◆ WORK INSTRUCTIONS ◆
1. In the advice post, list every word longer than one letter that is written entirely in capital letters, in order of appearance and including repeats.
2. Write out the stretch of the advice post from "I think, like" through "word this differently...)", word for word.

So I hope I'm not being redundant.
I think, like you said, you know what to do. I wont say "told you so" bc I think you're kicking yourself a little too hard. You know what that kind of negative self talk and stress will do to you on TOP of the physical effects you feel from contamination; you cannot handle that like the average person, so if at all possible, just stop that first!
Be your own best friend and cheerleader. If he won't be on your team, then you should (which you are) but what I mean is... stop trying so hard to make HIM be on your team and instead put more energy into yourself. (how can I word this differently...)
Instead of putting all your energy into changing HIM, devote that energy into something you know will be successful: which is changing YOU.

◆ RAW DATA ◆
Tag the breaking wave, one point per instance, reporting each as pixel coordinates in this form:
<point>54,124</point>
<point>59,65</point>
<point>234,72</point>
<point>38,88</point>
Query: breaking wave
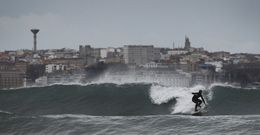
<point>131,99</point>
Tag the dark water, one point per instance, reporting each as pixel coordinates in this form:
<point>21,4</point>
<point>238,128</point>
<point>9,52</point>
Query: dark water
<point>127,109</point>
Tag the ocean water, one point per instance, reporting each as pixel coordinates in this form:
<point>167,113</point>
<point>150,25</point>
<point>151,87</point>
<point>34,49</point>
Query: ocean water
<point>128,108</point>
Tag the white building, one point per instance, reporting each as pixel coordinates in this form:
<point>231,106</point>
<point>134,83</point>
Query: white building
<point>138,54</point>
<point>177,51</point>
<point>54,67</point>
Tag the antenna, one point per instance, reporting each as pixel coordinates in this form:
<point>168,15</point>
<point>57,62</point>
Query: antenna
<point>35,31</point>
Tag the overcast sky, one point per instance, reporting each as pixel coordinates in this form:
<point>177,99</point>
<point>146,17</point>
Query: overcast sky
<point>216,25</point>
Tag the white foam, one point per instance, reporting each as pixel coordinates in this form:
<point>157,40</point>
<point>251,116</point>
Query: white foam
<point>182,95</point>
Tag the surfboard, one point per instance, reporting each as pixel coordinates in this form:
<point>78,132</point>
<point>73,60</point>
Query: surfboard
<point>201,111</point>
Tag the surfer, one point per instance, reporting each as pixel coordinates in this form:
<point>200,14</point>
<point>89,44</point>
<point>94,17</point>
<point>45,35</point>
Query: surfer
<point>196,100</point>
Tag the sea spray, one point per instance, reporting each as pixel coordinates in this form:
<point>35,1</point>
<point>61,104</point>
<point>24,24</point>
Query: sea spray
<point>162,94</point>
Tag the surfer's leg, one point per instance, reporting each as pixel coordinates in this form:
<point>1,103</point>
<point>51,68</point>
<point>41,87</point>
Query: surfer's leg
<point>196,106</point>
<point>199,102</point>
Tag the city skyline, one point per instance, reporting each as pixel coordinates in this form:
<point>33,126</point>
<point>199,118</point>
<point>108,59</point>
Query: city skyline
<point>214,25</point>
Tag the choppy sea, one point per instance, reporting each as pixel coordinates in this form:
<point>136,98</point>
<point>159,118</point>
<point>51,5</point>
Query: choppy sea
<point>129,109</point>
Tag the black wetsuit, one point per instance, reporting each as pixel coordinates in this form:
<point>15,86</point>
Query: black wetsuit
<point>196,99</point>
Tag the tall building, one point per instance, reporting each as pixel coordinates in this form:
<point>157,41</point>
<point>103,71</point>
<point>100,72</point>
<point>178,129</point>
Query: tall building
<point>138,54</point>
<point>87,54</point>
<point>12,75</point>
<point>187,43</point>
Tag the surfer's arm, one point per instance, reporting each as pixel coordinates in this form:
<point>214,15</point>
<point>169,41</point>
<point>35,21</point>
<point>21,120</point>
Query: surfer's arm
<point>203,100</point>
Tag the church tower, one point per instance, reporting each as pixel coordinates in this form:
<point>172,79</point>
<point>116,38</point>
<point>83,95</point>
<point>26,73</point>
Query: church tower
<point>187,43</point>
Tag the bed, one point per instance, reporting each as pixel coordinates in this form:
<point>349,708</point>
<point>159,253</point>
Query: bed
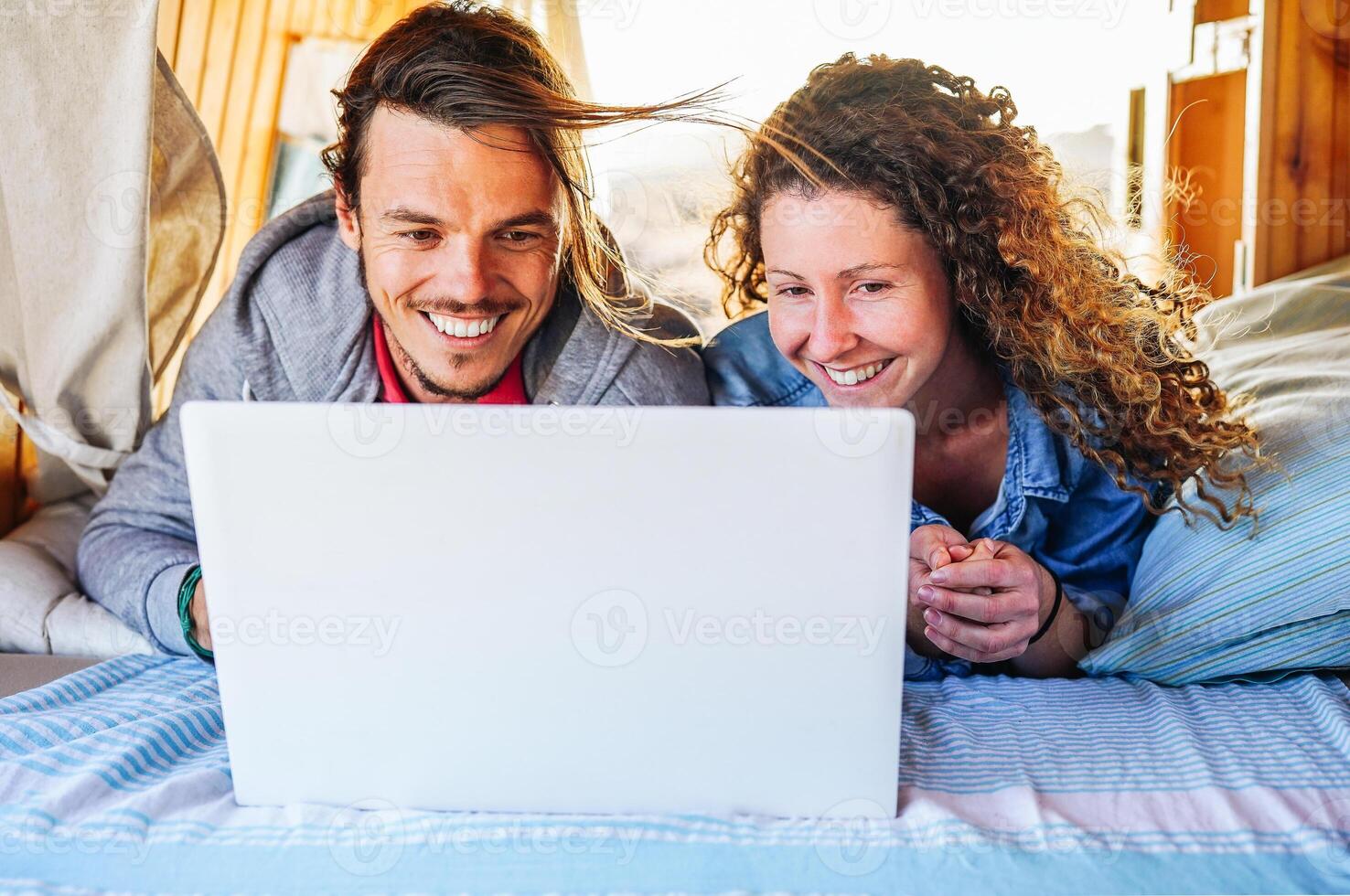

◆ TASK SOLUTIONS ◆
1. TOP, HIM, HIM, YOU

2.
I think, like you said, you know what to do. I wont say "told you so" bc I think you're kicking yourself a little too hard. You know what that kind of negative self talk and stress will do to you on TOP of the physical effects you feel from contamination; you cannot handle that like the average person, so if at all possible, just stop that first!
Be your own best friend and cheerleader. If he won't be on your team, then you should (which you are) but what I mean is... stop trying so hard to make HIM be on your team and instead put more energy into yourself. (how can I word this differently...)